▶ Work to do: Report every line of the records below that contains the string "stadium", copying each one in full. Case counts.

# START OF Records to process

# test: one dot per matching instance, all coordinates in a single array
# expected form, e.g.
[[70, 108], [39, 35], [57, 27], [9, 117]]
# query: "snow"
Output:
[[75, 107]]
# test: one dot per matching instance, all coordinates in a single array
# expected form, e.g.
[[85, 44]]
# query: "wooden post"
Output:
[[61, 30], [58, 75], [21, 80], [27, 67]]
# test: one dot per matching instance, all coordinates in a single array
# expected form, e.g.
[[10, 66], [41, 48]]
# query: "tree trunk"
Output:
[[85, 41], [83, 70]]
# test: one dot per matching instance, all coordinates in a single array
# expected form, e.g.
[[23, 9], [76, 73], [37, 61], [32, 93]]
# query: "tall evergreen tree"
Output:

# END OF Records to process
# START OF Records to process

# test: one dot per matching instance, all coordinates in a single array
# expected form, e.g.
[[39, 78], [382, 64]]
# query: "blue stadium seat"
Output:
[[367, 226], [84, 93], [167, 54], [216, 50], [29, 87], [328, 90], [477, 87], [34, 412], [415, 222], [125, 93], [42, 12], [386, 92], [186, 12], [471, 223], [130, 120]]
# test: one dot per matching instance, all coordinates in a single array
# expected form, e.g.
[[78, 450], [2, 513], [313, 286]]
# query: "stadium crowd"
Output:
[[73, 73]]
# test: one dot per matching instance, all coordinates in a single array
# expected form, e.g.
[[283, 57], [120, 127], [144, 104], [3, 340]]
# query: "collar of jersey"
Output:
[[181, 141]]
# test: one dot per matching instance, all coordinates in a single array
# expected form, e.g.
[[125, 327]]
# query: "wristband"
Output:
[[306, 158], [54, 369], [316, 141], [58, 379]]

# END OF Records to process

▶ Exercise output:
# query: "blue stadium seat"
# query: "stadium crowd"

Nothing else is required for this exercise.